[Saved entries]
++++++

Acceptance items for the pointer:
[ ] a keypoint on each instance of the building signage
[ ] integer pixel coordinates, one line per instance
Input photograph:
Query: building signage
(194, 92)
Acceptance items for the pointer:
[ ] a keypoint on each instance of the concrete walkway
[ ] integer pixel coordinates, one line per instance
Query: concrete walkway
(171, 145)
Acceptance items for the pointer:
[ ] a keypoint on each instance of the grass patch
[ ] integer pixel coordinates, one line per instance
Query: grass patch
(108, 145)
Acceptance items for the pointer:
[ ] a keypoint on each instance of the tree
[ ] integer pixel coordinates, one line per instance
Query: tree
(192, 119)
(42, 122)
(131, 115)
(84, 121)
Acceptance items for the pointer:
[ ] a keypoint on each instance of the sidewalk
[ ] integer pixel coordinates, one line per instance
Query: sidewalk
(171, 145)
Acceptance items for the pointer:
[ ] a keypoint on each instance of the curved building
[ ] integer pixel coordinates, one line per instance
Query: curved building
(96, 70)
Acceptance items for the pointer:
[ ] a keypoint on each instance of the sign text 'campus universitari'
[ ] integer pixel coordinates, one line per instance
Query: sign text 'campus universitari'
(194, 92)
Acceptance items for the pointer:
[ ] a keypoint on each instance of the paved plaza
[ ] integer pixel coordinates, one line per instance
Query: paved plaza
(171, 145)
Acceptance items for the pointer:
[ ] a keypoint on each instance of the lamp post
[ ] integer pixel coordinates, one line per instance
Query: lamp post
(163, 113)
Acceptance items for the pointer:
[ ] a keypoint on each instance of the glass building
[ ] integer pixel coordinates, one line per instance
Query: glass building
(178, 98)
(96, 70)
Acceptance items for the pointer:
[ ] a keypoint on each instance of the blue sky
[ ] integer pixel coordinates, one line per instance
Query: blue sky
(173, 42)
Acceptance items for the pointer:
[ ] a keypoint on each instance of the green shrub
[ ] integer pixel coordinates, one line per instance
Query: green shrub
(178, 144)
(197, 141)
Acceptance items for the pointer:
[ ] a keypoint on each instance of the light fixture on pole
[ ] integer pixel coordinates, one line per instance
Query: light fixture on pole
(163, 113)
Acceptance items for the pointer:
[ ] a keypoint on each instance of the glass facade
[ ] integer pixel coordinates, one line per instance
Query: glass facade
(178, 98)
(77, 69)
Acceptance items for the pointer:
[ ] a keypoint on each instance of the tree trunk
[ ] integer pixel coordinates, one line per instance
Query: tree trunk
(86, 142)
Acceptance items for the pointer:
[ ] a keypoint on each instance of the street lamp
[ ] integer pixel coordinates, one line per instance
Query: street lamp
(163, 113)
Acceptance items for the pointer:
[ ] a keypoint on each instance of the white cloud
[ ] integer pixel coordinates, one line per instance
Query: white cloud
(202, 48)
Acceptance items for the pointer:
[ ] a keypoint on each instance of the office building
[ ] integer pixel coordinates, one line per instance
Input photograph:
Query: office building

++++++

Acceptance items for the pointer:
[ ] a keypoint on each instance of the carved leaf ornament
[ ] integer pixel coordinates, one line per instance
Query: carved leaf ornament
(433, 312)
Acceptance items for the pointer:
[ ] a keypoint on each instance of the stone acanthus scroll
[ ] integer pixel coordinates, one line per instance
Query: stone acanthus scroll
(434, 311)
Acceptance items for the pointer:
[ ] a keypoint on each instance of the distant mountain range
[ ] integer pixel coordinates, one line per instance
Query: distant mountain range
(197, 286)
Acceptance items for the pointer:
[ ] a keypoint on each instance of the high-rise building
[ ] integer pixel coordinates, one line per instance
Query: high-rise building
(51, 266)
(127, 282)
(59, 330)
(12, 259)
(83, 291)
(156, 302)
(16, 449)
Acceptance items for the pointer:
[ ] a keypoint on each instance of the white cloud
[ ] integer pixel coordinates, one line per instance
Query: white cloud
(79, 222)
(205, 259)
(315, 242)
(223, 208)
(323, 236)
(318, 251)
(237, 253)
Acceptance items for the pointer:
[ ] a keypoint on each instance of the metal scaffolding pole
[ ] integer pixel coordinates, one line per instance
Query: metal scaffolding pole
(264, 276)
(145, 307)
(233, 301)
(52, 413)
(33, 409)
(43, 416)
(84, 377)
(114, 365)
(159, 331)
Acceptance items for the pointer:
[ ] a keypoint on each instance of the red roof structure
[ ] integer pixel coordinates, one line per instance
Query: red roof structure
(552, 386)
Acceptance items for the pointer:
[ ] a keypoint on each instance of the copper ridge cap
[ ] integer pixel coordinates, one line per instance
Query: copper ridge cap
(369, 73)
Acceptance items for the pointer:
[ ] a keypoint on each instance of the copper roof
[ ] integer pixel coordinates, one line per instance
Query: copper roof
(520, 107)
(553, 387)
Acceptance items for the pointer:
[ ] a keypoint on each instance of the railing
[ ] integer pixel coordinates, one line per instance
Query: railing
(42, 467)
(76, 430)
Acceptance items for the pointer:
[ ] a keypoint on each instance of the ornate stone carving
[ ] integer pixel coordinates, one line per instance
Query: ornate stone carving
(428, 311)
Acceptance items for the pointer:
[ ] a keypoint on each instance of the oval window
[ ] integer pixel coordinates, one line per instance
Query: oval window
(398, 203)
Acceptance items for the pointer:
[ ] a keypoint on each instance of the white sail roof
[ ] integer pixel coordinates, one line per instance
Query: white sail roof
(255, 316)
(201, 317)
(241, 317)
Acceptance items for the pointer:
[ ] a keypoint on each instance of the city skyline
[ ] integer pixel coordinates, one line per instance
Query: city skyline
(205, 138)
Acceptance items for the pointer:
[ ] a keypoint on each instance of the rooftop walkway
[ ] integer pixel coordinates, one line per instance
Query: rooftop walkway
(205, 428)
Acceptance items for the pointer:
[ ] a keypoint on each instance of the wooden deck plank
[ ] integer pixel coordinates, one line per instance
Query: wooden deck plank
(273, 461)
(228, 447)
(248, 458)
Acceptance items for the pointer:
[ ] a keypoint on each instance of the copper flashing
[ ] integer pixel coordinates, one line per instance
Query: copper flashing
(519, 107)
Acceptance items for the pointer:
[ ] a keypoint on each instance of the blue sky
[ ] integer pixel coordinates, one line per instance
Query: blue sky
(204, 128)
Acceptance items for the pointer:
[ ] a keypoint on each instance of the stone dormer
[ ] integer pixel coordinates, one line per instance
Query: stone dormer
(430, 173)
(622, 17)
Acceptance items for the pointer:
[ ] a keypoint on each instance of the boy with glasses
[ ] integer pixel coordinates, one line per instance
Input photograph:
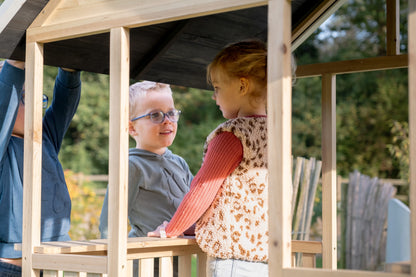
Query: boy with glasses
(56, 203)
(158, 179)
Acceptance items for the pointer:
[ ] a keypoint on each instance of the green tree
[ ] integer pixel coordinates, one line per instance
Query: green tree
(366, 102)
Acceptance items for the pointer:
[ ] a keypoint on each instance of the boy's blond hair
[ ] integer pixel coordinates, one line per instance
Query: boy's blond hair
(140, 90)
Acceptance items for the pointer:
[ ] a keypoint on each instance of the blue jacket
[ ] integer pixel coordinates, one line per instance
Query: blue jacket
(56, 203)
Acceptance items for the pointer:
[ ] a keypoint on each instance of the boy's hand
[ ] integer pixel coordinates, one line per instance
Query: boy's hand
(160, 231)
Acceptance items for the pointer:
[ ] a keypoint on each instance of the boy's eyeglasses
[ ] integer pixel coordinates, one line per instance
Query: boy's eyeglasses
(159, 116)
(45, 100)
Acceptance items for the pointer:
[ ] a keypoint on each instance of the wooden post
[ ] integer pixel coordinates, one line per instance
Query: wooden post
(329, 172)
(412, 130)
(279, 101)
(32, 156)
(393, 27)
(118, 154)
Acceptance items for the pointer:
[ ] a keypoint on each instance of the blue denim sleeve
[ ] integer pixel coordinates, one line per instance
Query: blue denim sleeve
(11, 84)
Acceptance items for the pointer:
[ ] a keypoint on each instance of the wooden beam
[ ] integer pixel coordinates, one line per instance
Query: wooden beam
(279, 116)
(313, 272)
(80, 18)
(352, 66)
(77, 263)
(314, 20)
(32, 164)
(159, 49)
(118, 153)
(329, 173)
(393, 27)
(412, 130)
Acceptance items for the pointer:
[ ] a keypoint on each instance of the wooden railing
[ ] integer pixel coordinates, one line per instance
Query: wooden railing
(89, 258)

++++++

All lines above that hold the string "office" should be copied.

**EXERCISE SOLUTION:**
[ ] a keypoint on each instance of the office building
Query: office building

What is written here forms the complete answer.